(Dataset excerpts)

Start of Block

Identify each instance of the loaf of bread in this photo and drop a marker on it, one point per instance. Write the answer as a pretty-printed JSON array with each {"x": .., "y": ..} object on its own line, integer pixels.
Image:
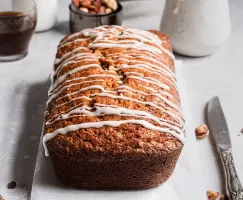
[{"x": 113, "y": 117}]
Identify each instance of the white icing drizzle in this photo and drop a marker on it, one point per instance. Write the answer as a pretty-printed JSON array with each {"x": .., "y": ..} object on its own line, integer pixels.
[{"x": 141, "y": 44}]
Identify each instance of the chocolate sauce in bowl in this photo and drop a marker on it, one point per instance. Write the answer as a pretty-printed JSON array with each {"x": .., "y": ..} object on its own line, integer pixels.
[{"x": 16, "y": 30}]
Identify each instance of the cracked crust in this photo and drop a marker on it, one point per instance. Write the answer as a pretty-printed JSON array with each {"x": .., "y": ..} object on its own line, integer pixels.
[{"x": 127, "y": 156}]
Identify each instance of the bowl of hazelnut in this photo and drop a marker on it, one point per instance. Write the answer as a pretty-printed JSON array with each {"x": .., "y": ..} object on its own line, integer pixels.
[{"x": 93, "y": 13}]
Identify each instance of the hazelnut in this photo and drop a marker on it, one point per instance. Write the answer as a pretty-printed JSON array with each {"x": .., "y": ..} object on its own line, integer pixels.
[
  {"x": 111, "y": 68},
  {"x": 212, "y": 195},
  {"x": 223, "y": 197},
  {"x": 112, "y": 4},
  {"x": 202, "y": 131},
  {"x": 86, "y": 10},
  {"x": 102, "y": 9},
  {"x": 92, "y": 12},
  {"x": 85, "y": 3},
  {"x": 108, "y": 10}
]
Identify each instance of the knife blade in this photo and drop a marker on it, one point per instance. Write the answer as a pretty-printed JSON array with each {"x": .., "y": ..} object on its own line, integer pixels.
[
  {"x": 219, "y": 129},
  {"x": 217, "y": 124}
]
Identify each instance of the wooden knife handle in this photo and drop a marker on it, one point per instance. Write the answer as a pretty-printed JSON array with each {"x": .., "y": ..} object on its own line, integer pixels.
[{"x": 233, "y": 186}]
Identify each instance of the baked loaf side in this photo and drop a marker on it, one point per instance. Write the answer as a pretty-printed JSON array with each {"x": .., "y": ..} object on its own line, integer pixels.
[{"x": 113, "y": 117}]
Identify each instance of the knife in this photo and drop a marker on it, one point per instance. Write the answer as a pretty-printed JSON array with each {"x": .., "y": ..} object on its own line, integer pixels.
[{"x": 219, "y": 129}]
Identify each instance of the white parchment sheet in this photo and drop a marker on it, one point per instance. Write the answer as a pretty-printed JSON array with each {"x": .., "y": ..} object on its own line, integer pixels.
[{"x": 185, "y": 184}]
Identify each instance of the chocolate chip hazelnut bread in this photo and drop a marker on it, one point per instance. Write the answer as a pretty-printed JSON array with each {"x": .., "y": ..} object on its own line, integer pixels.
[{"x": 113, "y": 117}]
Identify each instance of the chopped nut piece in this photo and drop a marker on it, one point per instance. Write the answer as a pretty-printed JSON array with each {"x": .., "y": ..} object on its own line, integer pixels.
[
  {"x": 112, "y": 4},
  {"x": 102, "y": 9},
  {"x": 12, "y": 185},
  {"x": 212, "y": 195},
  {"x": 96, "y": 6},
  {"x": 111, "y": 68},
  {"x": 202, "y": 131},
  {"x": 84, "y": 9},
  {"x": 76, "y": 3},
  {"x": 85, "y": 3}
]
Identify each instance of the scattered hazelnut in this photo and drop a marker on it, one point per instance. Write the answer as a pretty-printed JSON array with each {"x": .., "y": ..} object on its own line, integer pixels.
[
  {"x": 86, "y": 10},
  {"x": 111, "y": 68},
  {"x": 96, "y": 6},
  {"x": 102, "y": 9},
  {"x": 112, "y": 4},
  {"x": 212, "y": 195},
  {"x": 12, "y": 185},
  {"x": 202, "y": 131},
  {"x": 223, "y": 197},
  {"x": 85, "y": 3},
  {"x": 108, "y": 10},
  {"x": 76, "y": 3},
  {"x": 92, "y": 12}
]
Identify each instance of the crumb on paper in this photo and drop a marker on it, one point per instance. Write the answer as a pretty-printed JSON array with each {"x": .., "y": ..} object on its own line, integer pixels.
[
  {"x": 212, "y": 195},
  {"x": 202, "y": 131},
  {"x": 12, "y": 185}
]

End of Block

** Exercise prompt **
Give all the lines above again, character for character, without pictures.

** Your solution **
Identify each instance of the loaf of bread in this photo and drop a marker on it, one point per instance. Write the answer as a pretty-printed JSON array with each {"x": .., "y": ..} object on its own line, integer pixels.
Image:
[{"x": 113, "y": 117}]
Identify each instance of the white icing drizzle in this photo and drop a marker on it, one point per instance. Write the answer as a pretty-printed JSON array with each {"x": .., "y": ..} object on its own line, integer pixels.
[{"x": 141, "y": 44}]
Identify each instance of the chocolate sauce in bowl in this photo and drop a marker on it, one point per instance. Write the answer as a pretty-printed JSON array with each {"x": .., "y": ..} object on its own line, integer pixels.
[{"x": 16, "y": 30}]
Identify each instance of the cracked crust in this photo and drop a marker on it, one point per instance. Write the answer as a pretty-printed JSON array with each {"x": .., "y": ..} object on its own line, integer pixels.
[{"x": 127, "y": 156}]
Identify each instance of the bowl of hazelnut in this photo and drop a marker on it, one point per instance. Write the answer as a pretty-printed JSON array with each {"x": .., "y": ..} object on its own line, integer pixels.
[{"x": 93, "y": 13}]
Identify each instance of the hazelnut in this photo and drop a marker on it, one point per instance. Write the answer as a pretty-printed JSON array with each {"x": .., "y": ..} object on its own line, integer pixels.
[
  {"x": 111, "y": 68},
  {"x": 212, "y": 195},
  {"x": 223, "y": 197},
  {"x": 112, "y": 4},
  {"x": 202, "y": 131},
  {"x": 86, "y": 10},
  {"x": 102, "y": 9},
  {"x": 92, "y": 12},
  {"x": 85, "y": 3},
  {"x": 108, "y": 10}
]
Identify each instance of the knife blade in this photo and drop a marker on it, one point per instance. Write the answer as a pretty-printed JSON array with each {"x": .., "y": ..} object on its own line, integer pixels.
[
  {"x": 219, "y": 129},
  {"x": 217, "y": 124}
]
Identify each instance of the wooden knife handle in this photo and drop a marker on it, one point per instance. Write the answer as a pretty-printed JSON array with each {"x": .., "y": ..} object on its own line, integer pixels.
[{"x": 233, "y": 186}]
Identify each instance of the baked loaf side in this photo and drop a marker on it, one point per instance. Write the answer as a pretty-printed JSON array with each {"x": .., "y": ..} object on its own line, integer pixels.
[{"x": 113, "y": 117}]
Identify each instance of the knife in this photo and drop a marker on it, one point per instance. Write the answer as a pretty-printed JSON array with each {"x": .., "y": ..} object on its own line, integer pixels.
[{"x": 219, "y": 129}]
Identify each instance of the white parchment sheet in this photo and drop a marker on it, one point per instance. Write the answer as a pretty-printed JSON array with each {"x": .., "y": ..} object on its own line, integer pixels.
[{"x": 185, "y": 184}]
Identify each instance of the chocolate chip hazelnut bread in this photo and drop a marker on it, one point per instance. Write the answer as a pretty-printed JSON array with each {"x": .., "y": ..} object on its own line, integer pixels.
[{"x": 113, "y": 117}]
Identify each instance of the chopped nut piece in this photo and drop a marker on it, one point per instance. Write the answer as a pretty-printed JSON array with each {"x": .., "y": ..} object on its own line, integer pixels.
[
  {"x": 112, "y": 4},
  {"x": 102, "y": 9},
  {"x": 12, "y": 185},
  {"x": 212, "y": 195},
  {"x": 96, "y": 6},
  {"x": 111, "y": 68},
  {"x": 202, "y": 131},
  {"x": 84, "y": 9},
  {"x": 76, "y": 3},
  {"x": 85, "y": 3}
]
Identify each instance of the scattered hazelnut in this photo and drop a marker on it, one point per instance. Write the answer as a pretty-printed JSON array with each {"x": .., "y": ..} object on its own line, integer pixels.
[
  {"x": 86, "y": 10},
  {"x": 111, "y": 68},
  {"x": 96, "y": 6},
  {"x": 102, "y": 9},
  {"x": 112, "y": 4},
  {"x": 212, "y": 195},
  {"x": 12, "y": 185},
  {"x": 202, "y": 131},
  {"x": 223, "y": 197},
  {"x": 85, "y": 3},
  {"x": 108, "y": 10},
  {"x": 76, "y": 3},
  {"x": 92, "y": 12}
]
Identify each instance of the crumb on paper in this photo and drop a marker on it, one point per instance. Write the answer as a pretty-printed JSON array with each {"x": .., "y": ..} object on its own line, integer pixels.
[
  {"x": 212, "y": 195},
  {"x": 202, "y": 131},
  {"x": 12, "y": 185}
]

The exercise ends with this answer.